Problem description.
Quote the lines below word for word, but leave the pictures out of your answer.

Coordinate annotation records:
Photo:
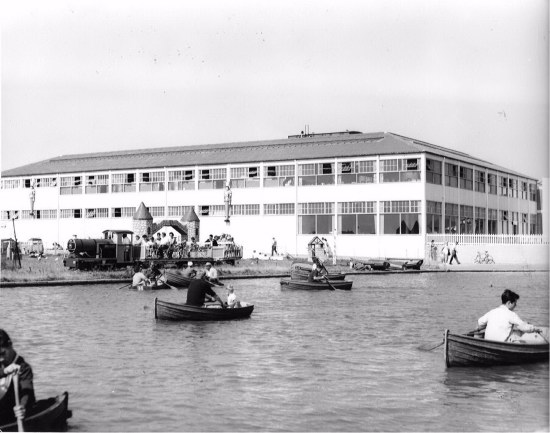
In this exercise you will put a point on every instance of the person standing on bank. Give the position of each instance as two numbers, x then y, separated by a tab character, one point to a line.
11	363
453	253
199	290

Worked solution.
Photo:
In this exercise you will put a point on every instance of the person standing on bank. Give the position of each instance as two numbers, x then y, separated by a tab character, one point to a line.
11	363
453	253
199	290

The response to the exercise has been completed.